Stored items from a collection
**********
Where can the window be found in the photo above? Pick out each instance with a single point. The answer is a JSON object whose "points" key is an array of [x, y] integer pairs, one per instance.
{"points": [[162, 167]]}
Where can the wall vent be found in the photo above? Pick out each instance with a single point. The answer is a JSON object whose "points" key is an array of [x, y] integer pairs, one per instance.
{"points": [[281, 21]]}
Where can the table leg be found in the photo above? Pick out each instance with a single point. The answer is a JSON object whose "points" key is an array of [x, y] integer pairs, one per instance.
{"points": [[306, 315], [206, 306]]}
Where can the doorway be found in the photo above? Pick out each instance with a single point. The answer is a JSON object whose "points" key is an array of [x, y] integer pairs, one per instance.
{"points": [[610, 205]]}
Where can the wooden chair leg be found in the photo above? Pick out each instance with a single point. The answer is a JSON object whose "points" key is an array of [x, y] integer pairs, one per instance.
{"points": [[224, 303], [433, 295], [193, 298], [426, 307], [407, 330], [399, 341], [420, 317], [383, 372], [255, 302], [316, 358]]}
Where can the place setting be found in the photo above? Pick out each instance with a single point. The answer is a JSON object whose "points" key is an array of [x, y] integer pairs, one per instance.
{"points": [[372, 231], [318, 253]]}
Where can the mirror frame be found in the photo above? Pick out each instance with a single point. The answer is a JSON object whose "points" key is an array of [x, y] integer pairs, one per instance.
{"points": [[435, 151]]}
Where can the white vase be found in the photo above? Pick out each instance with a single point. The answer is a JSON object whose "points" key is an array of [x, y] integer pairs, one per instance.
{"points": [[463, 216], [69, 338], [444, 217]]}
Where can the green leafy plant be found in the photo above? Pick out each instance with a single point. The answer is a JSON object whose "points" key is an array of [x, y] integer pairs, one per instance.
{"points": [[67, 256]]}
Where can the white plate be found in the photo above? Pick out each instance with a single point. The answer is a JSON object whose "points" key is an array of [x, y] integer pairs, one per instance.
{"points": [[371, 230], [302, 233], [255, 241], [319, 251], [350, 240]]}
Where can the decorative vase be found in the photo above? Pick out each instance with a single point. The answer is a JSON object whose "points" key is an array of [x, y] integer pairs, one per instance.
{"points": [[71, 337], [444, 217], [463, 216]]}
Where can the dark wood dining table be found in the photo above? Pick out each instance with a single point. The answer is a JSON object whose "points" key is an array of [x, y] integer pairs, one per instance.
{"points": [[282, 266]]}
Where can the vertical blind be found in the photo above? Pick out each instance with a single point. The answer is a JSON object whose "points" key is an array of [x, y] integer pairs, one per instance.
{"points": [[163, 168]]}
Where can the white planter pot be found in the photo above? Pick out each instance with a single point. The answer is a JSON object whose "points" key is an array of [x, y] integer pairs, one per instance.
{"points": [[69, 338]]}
**********
PROBLEM TO SOLVE :: Can you lay out every line of the rows above as a Markdown table with the columns "No." and "Line", numbering each line and leaving out any blank lines?

COMPLETED TASK ::
| No. | Line |
|---|---|
| 1 | Where can the window be found in the photo above? Pick out each instance with a single point. The answer is a JSON object whose "points" key is an array of [x, y] integer pairs, one per instance. |
| 2 | {"points": [[162, 167]]} |
| 3 | Where can the wall vent be found in the photo above? Pick out each instance with a single point. The answer is a JSON object whose "points" key is an array of [x, y] integer pairs, one per instance. |
| 4 | {"points": [[281, 21]]} |
| 5 | Where can the table leg be found in the photo above? Pick out each instance with a single point. The answer is a JSON object whose "points" key is an array of [x, y] integer pairs, one per instance. |
| 6 | {"points": [[306, 315], [206, 306]]} |
| 7 | Where can the doorway be found in the photo above? Pick out each instance with a single point. The answer is a JSON object whose "points" key is an array of [x, y] integer pairs, one per instance. |
| 8 | {"points": [[610, 205]]} |
| 9 | Where can the wooden chair leg be found in the photo above? Pick out each instance with a single point. The answer is a JSON object whose "points" key is an array of [x, y] integer pairs, one per instance. |
| 10 | {"points": [[224, 303], [433, 295], [193, 298], [426, 307], [407, 330], [399, 341], [420, 317], [383, 372], [255, 302], [316, 358]]} |
| 11 | Where can the place setting be found in the photo above? Pick out each instance with a single point. The answer is a JSON object whose "points" key is an array of [x, y] integer pairs, one per instance. |
| 12 | {"points": [[372, 231], [318, 253]]} |
| 13 | Where can the mirror frame be found in the photo above? Pick out each instance with a single point. The answer is a JSON object whose "points" key is an array of [x, y] integer pairs, one per instance. |
| 14 | {"points": [[435, 151]]} |
| 15 | Where can the white vase be found in the photo above? Pick out each instance with a single point. The answer is a JSON object whose "points" key is an array of [x, y] integer pairs, one per instance. |
| 16 | {"points": [[463, 216], [69, 338], [444, 217]]} |
| 17 | Where can the green leafy plant be found in the photo above? Pick out each instance with a single point. The answer is a JSON object whose "points" key is an array of [x, y] integer pairs, one per instance. |
| 18 | {"points": [[67, 256]]} |
| 19 | Where can the white plate be found in the photo above? Pick out each instance with a single point. The answer is a JSON object whose "points" key is an array of [x, y] integer pairs, one per instance. |
| 20 | {"points": [[371, 230], [302, 233], [255, 241], [319, 251], [350, 240]]} |
| 21 | Where can the decorative vase be found in the photo above? Pick out each instance with a single point. The answer is a JSON object whose "points" key is an array of [x, y] integer pairs, one per instance. |
| 22 | {"points": [[71, 337], [444, 217], [463, 216]]} |
| 23 | Where can the dark wood dining table be found in the photo above? Pick out each instance with a single point. The answer is a JSON object whose "points" key is an array of [x, y] integer pairs, one per instance. |
| 24 | {"points": [[282, 266]]} |
| 25 | Where can the vertical blind be found in the photo above? Pick out each instance with a single point. The answer is a JSON object whose "points" key is an array of [x, y] integer pairs, one per instance. |
| 26 | {"points": [[163, 168]]} |
| 27 | Where can the white planter pot be found in the photo above? Pick out each instance with a single point. The answer is a JSON object whose "points" key is an array of [x, y] integer pairs, one per instance. |
| 28 | {"points": [[69, 338]]} |